## [TASKS AND EXERCISES]
[1] Answer these questions using the article on The Preview by Chiddy Bang:
(a) Which label released the EP?
(b) Which song does "Opposite of Adults" sample, and by whom?
(c) At what position did the EP debut on the Billboard 200, and how many copies did it sell in its first week?
[2] Resume the article on The Preview by Chiddy Bang, starting after its last sentence.

## [PAGE EXTRACT]
* BEGIN *

EP by Chiddy Bang
- Released: October 1, 2010 (AUS) October 11, 2010 (UK) October 12, 2010 (US)
- Genres: Hip hop, indietronica
- Label: VRA

Chiddy Bang chronology
| Air Swell (A Mini-Mixtape) (2010) | The Preview (2010) | Peanut Butter and Swelly (2011) |

Singles from The Preview
- "Opposite of Adults" Released: February 21, 2010; "Truth" Released: May 17, 2010; "The Good Life" Released: October 8, 2010;

= The Preview (EP) =

The Preview is the second extended play by American hip hop duo Chiddy Bang. It was released in early October 2010 and did very well in sales, ranking at #2 in iTunes sales for the hip-hop/rap category. It also debuted at #76 on the Billboard 200 with 6,000 copies sold in the first week released.

Alongside positive sales figures, The Preview received generally positive reviews from both critics and fans alike, with some dubbing Chiddy Bang as "Philadelphia's Next Big Thing".

Professional ratings
Review scores
| Source | Rating |
| Allmusic | Star Half star |
| HipHopDX | Star |
| Lost in the Sound | (positive) |
| musicOMH | Star |
| RapReviews | (5.5/10) |

==Singles==
- "Opposite of Adults" was released on 21 February 2010 as the lead single from the EP and samples "Kids" by MGMT. It became a top 10 hit in Australia, Ireland and New Zealand; and became a top 20 hit in Belgium and the UK, as well as a top 40 hit in Switzerland. It was also featured on EA Games Need for Speed Hot Pursuit
- "Truth" is the second single from the EP, released via digital download on 17 May 2010, and samples "Better Things" by Passion Pit. Truth only managed to chart in the United Kingdom, however missed out on the top 40, only managing to peak at 50. However it became a top 20 hit on the UK R&B Chart.

* END *

## [DATA]

* BEGIN *

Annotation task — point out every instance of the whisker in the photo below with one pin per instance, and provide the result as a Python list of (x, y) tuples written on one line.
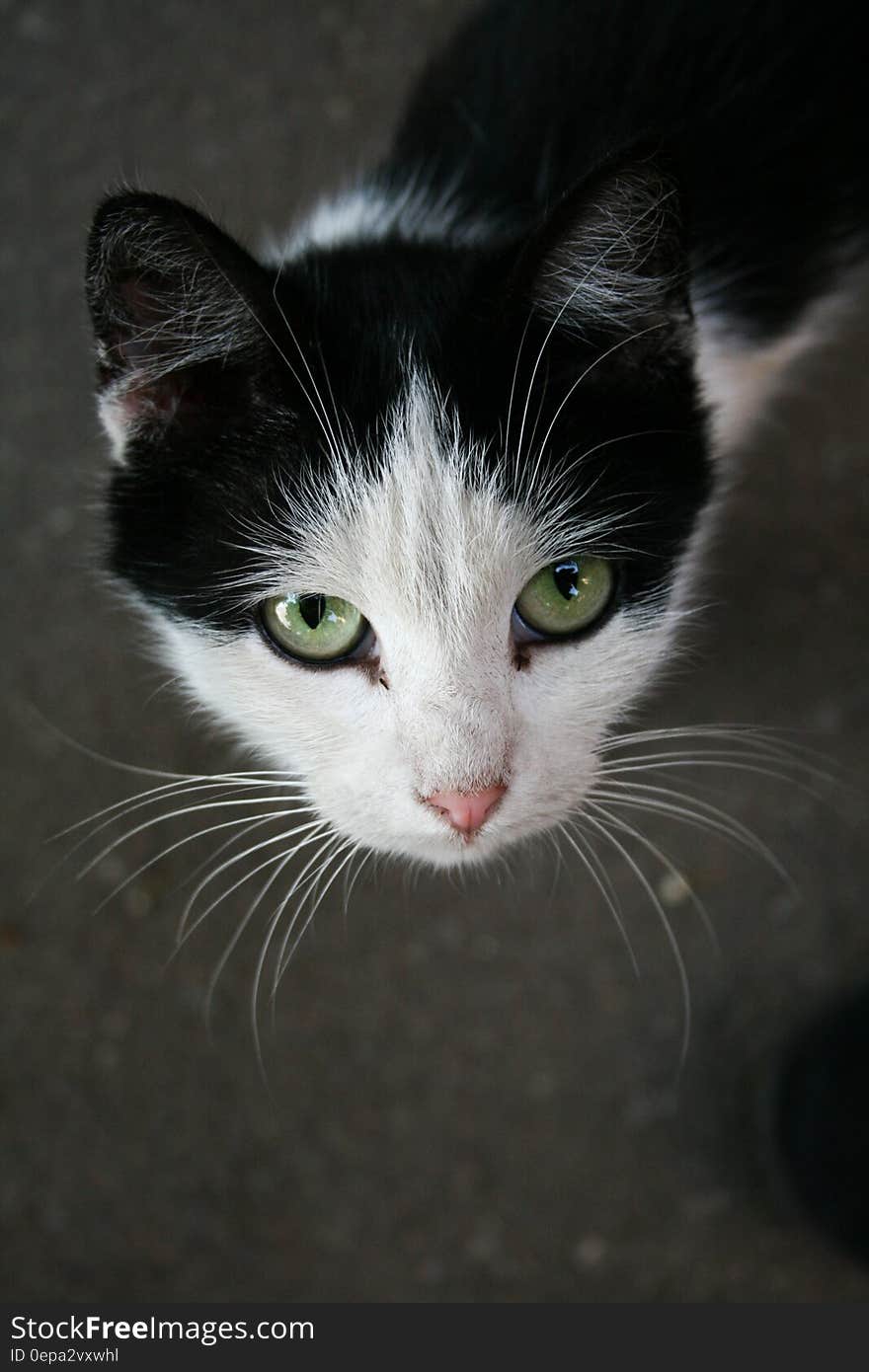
[(224, 866), (187, 809), (666, 926), (695, 812), (180, 843), (218, 970), (669, 866), (264, 951), (598, 876)]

* END *

## [OUTPUTS FOR THE TASKS]
[1]
(a) VRA
(b) "Kids" by MGMT
(c) #76, with 6,000 copies sold

[2]
- "The Good Life" is the third single from the EP, released via digital download 8 October 2010. This song was featured in a Taco Bell commercial in 2011.
- "Old Ways" was featured on the soundtrack of the EA Sports Fight Night Champion video game in 2011 and samples "My Old Ways" by Dr. Dog.
- "Here We Go" was featured on the soundtrack for the 2K Sports video game NBA 2K12. It was also featured in The Sims 3: Late Night, recorded in Simlish.

==Track listing==
1. "The Good Life" (co-produced and co-written by Pharrell) -- 2:56
2. "Truth"—2:53
3. "Opposite of Adults"—3:13
4. "Here We Go" (featuring Q-Tip) -- 3:21
5. "All Things Go"—3:09
6. "Nothing on We"—3:28
7. "Bad Day" (featuring Darwin Deez & Theodore Grams) -- 3:23
8. "Old Ways"—2:31
9. "Neighborhood" (featuring Killer Mike) (iTunes bonus track)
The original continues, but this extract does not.